Task goal – From the first line to the last, restate the data word for word.

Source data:
───

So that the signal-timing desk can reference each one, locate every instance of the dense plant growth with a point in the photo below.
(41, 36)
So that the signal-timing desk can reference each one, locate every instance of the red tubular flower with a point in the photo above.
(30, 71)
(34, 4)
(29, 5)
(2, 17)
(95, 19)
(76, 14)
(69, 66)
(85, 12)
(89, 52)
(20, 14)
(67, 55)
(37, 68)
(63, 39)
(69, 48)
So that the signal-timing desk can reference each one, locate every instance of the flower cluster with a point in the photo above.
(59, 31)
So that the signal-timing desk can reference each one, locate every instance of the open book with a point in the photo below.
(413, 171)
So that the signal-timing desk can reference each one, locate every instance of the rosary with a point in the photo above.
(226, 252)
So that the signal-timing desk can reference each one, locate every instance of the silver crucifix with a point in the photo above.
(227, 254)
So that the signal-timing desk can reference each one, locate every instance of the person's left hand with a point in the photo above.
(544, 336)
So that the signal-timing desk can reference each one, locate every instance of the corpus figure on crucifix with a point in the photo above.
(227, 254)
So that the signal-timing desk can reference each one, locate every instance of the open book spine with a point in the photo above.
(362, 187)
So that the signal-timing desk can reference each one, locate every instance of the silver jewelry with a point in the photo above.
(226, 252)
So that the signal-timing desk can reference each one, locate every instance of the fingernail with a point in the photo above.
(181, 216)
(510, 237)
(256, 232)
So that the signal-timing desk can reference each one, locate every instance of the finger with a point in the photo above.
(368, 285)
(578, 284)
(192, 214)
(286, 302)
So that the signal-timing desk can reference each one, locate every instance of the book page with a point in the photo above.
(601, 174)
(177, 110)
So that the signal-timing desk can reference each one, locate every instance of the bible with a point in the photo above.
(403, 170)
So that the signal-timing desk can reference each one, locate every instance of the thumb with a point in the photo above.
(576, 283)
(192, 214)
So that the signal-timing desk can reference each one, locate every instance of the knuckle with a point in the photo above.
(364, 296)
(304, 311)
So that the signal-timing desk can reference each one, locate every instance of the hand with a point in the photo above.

───

Result of this exercise –
So that the signal-timing desk can reference each one, locate every instance of the dense plant growth with a point in the photo below.
(41, 36)
So that the signal-timing desk can reference each one, locate every instance of the red tubular flower with a point in the photo above.
(30, 71)
(34, 4)
(29, 5)
(2, 17)
(95, 19)
(76, 14)
(69, 66)
(85, 12)
(89, 52)
(20, 14)
(67, 55)
(37, 68)
(63, 39)
(69, 48)
So that the signal-timing desk can reference each one, locate every instance of the flower cluster with a point in the photo above.
(59, 31)
So that the signal-timing desk can reference each one, locate every instance of the open book with a point in the photo below.
(413, 171)
So that the signal-timing desk can reference each one, locate every instance of the rosary with a point in the photo above.
(226, 252)
So that the signal-timing desk can reference each one, locate every instance of the silver crucifix with a point in the photo above.
(227, 254)
So that the signal-timing desk can reference each one, locate every instance of the person's left hand with a point in the photo above.
(544, 336)
So that the signal-timing desk can reference each one, locate every instance of the corpus figure on crucifix with a point in the photo above.
(227, 254)
So that the signal-timing desk can reference each one, locate every instance of the open book spine with a point in the photo above.
(362, 187)
So that the signal-timing desk can reference each one, locate every instance of the silver jewelry with a point in the photo above.
(226, 252)
So that the signal-timing desk can reference each one, locate every instance of the fingernail with a point in the photo above.
(181, 216)
(510, 237)
(256, 232)
So that the signal-timing desk can reference each one, locate every instance of the finger with a point in the photo above.
(368, 285)
(578, 284)
(192, 214)
(286, 302)
So that the signal-timing desk can reference each one, locate every instance of the book page with a point in the photo above.
(601, 174)
(177, 110)
So that the signal-timing desk can reference each one, locate every instance of the bible with a point in the photo above.
(403, 170)
So that the signal-timing desk can reference each one, locate every instance of the thumb with a point in the photo above.
(576, 283)
(192, 214)
So that the signal-timing desk can reference each one, locate every instance of the knuckle with a point in the photo above.
(364, 296)
(304, 311)
So that the signal-timing desk can reference each one, locate every instance of the hand with a point in the photo above.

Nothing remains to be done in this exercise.